| Exercise task |
Locate every line in the records below that contains the string "bounding" and copy each of those lines. Matching is case-sensitive.

| Recorded data |
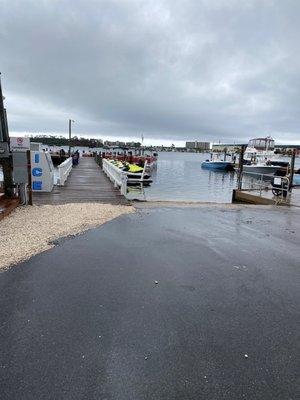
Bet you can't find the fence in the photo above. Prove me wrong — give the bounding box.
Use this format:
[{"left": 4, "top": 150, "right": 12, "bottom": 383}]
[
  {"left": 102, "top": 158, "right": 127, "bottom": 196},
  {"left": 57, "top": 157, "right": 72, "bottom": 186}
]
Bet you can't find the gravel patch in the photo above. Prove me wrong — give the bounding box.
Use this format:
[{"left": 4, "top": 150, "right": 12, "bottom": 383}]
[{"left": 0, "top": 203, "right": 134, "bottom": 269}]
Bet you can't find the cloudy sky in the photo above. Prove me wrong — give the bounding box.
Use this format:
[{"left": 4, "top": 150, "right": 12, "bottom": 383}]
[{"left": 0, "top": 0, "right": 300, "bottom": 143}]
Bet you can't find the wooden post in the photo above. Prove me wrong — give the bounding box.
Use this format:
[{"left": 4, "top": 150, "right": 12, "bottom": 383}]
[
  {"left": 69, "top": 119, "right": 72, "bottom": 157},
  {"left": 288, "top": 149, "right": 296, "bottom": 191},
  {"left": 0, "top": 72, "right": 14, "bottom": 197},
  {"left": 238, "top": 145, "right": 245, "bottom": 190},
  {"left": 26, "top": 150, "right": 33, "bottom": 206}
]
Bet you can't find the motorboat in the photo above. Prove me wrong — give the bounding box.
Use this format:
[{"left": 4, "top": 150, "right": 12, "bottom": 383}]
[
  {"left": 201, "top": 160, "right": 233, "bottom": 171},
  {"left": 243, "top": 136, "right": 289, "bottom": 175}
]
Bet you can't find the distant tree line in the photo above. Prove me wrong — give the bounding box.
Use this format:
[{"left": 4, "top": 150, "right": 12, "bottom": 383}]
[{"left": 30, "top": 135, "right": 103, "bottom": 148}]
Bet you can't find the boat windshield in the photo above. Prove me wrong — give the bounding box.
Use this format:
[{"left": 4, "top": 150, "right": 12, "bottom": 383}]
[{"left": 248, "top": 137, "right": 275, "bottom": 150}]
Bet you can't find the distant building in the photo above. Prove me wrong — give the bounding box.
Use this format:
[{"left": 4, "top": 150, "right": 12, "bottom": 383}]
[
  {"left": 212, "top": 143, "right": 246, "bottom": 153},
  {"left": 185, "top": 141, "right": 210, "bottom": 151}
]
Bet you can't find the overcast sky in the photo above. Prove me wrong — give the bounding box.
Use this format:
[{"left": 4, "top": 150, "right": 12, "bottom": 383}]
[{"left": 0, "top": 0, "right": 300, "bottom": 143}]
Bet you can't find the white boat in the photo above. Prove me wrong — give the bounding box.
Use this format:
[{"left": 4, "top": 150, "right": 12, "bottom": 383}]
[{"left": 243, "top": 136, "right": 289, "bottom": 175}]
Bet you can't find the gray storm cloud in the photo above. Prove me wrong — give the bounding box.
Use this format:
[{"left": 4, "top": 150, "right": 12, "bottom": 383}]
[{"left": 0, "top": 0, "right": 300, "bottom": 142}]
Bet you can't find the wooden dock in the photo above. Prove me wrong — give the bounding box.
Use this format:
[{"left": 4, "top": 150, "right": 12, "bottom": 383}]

| Result for this exercise |
Bet you can't find the fence in the photo above. Prove me wrong — give the bounding box.
Bet you can't find the gravel patch in the photo above. Prove me wrong — give the bounding box.
Bet you can't find the cloudy sky in the photo above. Prove me wrong — give the bounding box.
Bet you can't find the wooden post in the photo above. Prove me wrong — give the bounding box.
Bet you can't find the motorboat in the photo above. Prove me wrong — give the bounding box.
Bet you can't find the distant tree line in the photo above. Prove me wrong — give the bounding box.
Bet you can't find the boat windshield in the photo above. Prove me wrong — give the bounding box.
Bet you can't find the distant building in the photo above. Prove me wrong — give the bounding box.
Bet you can't find the overcast sky in the photo above. Prove me wrong — give the bounding box.
Bet you can't find the white boat in the photo above. Prove me wrong — give the bounding box.
Bet you can't find the gray storm cloud in the photo above. Prove me wrong — give the bounding box.
Bet you can't find the wooden dock in the photo above. Prove me wrong — give the bounding box.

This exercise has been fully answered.